◆ **Passage**
The end of August and most of September passed by in a whirl of phone calls, paperwork signatures, and bottomless cardboard boxes. It is said, September is a great time for making new starts, which I hope bodes well for us. All this stress and frantic activity is down to one little (actually rather big) thing; we moved home.
It is over 3 weeks now since our first night in the new place, and it has taken nearly that long to sink in. Leaving behind my childhood stomping grounds and the 1st floor flat we rented in the middle of a crowded housing estate, we have escaped to the countryside! In reality, we have moved from the lovely market town of Midhurst, 5 miles down the road to the village of West Dean, just north of Chichester, in the beautiful Lavant Valley. A short distance as the crow flies, but it feels a world away.
Our new flat is within row of flint and brick cottages, over looking a shared green. The neighbouring rows are new builds, erected since the millennium, but sympathetically styled. Our row carries a very worn date brick that reads 1810, if you catch the shadows in the right direction. The giant cherry tree in the centre of The Green must be of similar vintage, its vast heavy boughs will be a cloud of blossom in the spring I’m told. Around this venerable cherry are other trees; apples, plums, pears and walnuts, a shared bounty ripe for the plundering. At the rear of the property, brambles that resemble small trees themselves, obscure the boundary of the garden. A challenge that will keep us warm on several frosty autumn weekends.
Whenever I drive out of the end of the lane, I wish I never had to leave. When I come home, pull up under the trees and switch off the car, I sit for a moment or two and let the sudden peace wash over me. A wholesome soundtrack of wind in leaves, pheasants in the fields, a neighbour chopping logs in their garden.
The effect of our move finally hit me one sunny and windy day near the end of September.

◆ **Records provided**

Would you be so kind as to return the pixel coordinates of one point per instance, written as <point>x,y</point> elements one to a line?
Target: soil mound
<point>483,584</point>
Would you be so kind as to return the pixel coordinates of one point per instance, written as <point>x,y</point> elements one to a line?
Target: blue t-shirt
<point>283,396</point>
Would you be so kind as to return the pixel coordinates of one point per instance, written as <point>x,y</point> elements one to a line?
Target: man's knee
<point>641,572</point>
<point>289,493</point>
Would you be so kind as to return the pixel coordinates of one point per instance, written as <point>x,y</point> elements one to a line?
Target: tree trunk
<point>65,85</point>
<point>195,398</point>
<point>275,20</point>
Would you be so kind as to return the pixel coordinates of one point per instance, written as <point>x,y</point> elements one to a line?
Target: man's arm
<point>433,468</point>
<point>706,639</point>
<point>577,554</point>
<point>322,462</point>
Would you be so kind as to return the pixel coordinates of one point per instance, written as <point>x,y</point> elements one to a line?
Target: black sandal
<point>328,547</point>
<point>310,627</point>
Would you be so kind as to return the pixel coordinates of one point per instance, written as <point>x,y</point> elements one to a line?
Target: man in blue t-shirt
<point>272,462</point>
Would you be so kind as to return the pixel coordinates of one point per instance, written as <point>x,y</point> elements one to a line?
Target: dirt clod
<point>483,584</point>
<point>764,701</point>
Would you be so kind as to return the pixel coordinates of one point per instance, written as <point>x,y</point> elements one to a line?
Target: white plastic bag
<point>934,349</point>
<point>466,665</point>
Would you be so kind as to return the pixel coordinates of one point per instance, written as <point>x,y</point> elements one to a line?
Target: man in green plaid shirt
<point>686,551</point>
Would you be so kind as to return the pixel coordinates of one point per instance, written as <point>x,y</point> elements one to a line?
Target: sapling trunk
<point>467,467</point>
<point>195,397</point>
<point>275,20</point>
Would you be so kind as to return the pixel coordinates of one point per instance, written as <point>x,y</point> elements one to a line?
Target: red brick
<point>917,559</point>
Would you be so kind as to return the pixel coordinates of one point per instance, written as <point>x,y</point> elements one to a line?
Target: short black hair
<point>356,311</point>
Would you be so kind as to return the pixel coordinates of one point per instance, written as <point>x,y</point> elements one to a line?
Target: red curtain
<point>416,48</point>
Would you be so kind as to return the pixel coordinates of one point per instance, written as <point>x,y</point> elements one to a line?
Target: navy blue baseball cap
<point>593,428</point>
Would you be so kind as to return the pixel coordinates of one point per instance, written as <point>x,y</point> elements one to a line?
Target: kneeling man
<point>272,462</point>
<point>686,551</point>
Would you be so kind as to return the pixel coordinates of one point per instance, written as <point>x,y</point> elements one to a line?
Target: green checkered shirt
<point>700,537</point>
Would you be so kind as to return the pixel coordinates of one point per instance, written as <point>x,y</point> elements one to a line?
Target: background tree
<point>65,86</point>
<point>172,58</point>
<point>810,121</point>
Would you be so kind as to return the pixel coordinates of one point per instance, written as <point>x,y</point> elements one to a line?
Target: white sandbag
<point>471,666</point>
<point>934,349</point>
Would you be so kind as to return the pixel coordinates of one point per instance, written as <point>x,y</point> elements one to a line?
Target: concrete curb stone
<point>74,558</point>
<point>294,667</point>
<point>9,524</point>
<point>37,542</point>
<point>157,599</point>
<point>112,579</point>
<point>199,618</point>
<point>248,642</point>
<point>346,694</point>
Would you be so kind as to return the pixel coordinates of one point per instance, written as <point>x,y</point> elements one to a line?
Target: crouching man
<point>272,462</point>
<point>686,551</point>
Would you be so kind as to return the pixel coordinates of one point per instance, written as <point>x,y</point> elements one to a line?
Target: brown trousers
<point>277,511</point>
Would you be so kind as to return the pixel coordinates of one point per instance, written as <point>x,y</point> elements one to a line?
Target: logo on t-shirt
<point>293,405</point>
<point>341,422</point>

◆ **Exercise brief**
Pick up the passage about moving to West Dean where it stops and write the next part. The entries have nothing to do with the passage about moving to West Dean.

◆ **Exercise result**
It was one of those glaring September days, all pure white light and whipping wind. The bright sun, autumn low, threw everything into stark contrast, forcing you to squint to see anything at all then suddenly dipping behind a cloud or tree and the resulting shade was all detail, movement, and texture. It was not a day for staying indoors. The temperature was caught and tossed between the decision of wearing a coat and hat, or not; warm in the sheltered sun if working or walking, but the wind has a stormy bite to it. I opted for my blue ‘Paddington bear’ style duffle coat, with its wooden toggles and soft hood.
A few hundred yards from our new home, steps climb up from the lane, behind the village school, to the eastern halt of the Centurion Way. This disused-railway-line-come-cycle-path runs from West Dean to the cathedral city of Chichester, (or Chichester to West Dean if you prefer). The great thing about the wide, level, flat, easy walking of a cycle path is that it means one rarely has to worry about looking down at ones feet and risk missing something of value in the scenery all around. And on a sublime September early-afternoon such as this, there is so much to be seen.
Some say that steam trains are like living, breathing beasts, and it would be easy to imagine one haunts this now rail-less track. The wind raced and whistled, clacking tree branches together so as I found myself walking in brisk time to the chuffety-clack, whilst the hedgerows either side snagged smoke-puffs of old-mans-beard, and extinguished flares of willowherb leant into the wind-draft beneath sparks of hawthorn berries and rosehips, and coal motes of sloes.
Spindle and dogwood leaves blushed pink and russet. The ash is the first this year to relinquish its leaves and they flurried across the track in eddies.
Solitude, the thrill of the wind, the rush of sights and scents of nature, something slipped the catch on weeks of emotional pressure and I whooped for joy. The buzzard soaring overhead complained haughtily and a covey of partridges scattered across the stubble. I dug in my pocket for my phone to text my Mum. I hurriedly typed a list of everything I could see, and added on the end a short yet exuberant sentence. “I love where I live”.
It is now October, and we have mostly settled in. I am trying to keep to my new resolutions inspired by that windy September day; pause more often, breathe more deeply, connect more wholly. Several exciting things are planned over the next couple of months; this weekend is an autumn countryside show plus a local beer festival, whilst November opens with a special supper club and closes with a Christmas fair. When storm tides have been high, I plan to visit the beach as inspiration for my regular column in New Nature mag, and there are countless footpaths that need exploring around our new local area. Hedgerows filled with wild fruit will draw in winter thrushes as they migrate south, and the naked form of fallow fields will hold their own beauty.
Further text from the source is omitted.